◆ Prompt:
Your task is to transcribe the entries below exactly, from their first line down to the line containing "positive clicks: (468, 773) (437, 793)", and to stop there.

◆ Dataset:
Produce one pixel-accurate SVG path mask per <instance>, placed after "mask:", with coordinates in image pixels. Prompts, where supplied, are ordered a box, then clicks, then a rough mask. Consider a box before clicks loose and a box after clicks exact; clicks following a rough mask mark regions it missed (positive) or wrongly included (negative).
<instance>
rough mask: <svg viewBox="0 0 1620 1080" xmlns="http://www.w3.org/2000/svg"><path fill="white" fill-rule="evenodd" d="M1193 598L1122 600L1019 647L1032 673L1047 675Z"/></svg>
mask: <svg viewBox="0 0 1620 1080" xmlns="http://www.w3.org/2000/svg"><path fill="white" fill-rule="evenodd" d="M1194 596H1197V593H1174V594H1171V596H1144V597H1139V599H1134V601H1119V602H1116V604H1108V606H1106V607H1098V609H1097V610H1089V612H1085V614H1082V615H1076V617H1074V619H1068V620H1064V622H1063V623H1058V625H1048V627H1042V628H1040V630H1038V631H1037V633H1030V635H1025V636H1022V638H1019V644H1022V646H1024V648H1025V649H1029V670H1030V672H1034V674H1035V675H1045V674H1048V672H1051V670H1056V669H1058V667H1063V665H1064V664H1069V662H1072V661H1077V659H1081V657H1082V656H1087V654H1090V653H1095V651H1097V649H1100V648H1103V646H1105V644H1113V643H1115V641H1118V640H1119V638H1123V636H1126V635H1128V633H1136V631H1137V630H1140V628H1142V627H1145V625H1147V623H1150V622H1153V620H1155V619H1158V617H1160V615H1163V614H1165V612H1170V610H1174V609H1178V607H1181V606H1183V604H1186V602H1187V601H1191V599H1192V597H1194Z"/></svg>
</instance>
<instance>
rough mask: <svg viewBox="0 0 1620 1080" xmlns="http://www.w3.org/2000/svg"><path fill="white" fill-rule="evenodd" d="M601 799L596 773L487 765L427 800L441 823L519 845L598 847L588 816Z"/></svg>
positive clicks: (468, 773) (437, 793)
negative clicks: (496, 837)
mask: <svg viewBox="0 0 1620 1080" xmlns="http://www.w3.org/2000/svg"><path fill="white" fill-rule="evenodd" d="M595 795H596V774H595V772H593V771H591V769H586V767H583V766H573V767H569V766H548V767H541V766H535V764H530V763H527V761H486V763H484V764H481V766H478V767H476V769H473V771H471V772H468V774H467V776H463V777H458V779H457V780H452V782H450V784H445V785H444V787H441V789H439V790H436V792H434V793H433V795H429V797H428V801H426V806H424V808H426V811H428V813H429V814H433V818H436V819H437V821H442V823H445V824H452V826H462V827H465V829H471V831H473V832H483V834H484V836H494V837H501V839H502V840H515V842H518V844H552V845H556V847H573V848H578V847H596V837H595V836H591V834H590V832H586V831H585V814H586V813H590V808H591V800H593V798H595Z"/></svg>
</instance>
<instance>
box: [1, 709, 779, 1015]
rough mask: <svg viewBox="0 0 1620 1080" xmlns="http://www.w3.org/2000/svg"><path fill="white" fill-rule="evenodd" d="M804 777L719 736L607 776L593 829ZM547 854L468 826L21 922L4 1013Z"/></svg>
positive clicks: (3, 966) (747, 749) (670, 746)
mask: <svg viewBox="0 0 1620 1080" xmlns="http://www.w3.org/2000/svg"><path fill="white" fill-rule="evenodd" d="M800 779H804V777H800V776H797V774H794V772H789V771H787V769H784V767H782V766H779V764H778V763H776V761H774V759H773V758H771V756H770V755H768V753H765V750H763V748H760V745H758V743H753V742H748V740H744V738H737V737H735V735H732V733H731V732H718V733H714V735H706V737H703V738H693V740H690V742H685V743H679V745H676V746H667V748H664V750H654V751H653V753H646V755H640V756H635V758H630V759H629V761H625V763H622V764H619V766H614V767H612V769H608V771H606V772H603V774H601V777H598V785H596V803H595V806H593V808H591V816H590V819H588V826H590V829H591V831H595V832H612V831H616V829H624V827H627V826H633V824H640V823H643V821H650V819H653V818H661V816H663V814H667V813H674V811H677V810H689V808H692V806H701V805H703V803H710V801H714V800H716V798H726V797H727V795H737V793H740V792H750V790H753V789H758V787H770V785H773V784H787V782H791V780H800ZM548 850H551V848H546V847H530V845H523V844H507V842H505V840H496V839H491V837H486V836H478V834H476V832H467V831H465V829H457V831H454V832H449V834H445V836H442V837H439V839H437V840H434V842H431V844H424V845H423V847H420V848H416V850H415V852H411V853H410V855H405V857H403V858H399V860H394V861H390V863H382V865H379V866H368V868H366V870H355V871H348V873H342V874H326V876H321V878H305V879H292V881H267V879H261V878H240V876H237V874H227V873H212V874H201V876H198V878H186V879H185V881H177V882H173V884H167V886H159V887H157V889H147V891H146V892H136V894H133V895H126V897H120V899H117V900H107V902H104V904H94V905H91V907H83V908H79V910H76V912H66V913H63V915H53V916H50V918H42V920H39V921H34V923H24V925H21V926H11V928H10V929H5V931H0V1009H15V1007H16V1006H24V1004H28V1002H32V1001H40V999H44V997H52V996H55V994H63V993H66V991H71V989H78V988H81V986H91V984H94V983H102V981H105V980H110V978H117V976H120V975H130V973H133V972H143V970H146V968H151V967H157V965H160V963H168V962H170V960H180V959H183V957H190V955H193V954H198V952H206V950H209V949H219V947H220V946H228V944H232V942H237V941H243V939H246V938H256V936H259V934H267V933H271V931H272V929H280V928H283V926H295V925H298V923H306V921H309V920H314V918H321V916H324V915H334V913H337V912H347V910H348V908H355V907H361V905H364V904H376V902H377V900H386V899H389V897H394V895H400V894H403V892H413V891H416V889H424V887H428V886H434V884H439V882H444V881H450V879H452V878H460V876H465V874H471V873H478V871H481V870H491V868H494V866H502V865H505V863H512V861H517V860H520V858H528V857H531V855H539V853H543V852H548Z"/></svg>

◆ Task result:
Produce one pixel-accurate SVG path mask per <instance>, placed after "mask:", with coordinates in image pixels. Prompts, where supplied, are ordered a box, then clicks, then a rough mask. Consider a box before clicks loose and a box after clicks exact; clicks following a rough mask mark regions it missed (positive) or wrongly included (negative).
<instance>
rough mask: <svg viewBox="0 0 1620 1080" xmlns="http://www.w3.org/2000/svg"><path fill="white" fill-rule="evenodd" d="M1193 598L1122 600L1019 647L1032 673L1047 675Z"/></svg>
mask: <svg viewBox="0 0 1620 1080" xmlns="http://www.w3.org/2000/svg"><path fill="white" fill-rule="evenodd" d="M1194 596H1197V593H1174V594H1171V596H1144V597H1139V599H1134V601H1119V602H1116V604H1108V606H1106V607H1098V609H1097V610H1089V612H1085V614H1082V615H1076V617H1074V619H1068V620H1064V622H1063V623H1058V625H1048V627H1042V628H1040V630H1038V631H1037V633H1030V635H1025V636H1022V638H1019V644H1022V646H1024V648H1025V649H1029V670H1030V672H1034V674H1035V675H1045V674H1048V672H1051V670H1056V669H1058V667H1063V665H1064V664H1069V662H1072V661H1077V659H1081V657H1082V656H1087V654H1090V653H1095V651H1097V649H1100V648H1103V646H1105V644H1113V643H1115V641H1118V640H1119V638H1123V636H1126V635H1128V633H1136V631H1137V630H1140V628H1142V627H1145V625H1147V623H1150V622H1153V620H1155V619H1158V617H1160V615H1163V614H1165V612H1170V610H1174V609H1178V607H1181V606H1183V604H1186V602H1187V601H1191V599H1192V597H1194Z"/></svg>
</instance>
<instance>
rough mask: <svg viewBox="0 0 1620 1080" xmlns="http://www.w3.org/2000/svg"><path fill="white" fill-rule="evenodd" d="M601 799L596 773L487 765L427 800L441 823L519 845L598 847L588 816Z"/></svg>
positive clicks: (468, 773) (437, 793)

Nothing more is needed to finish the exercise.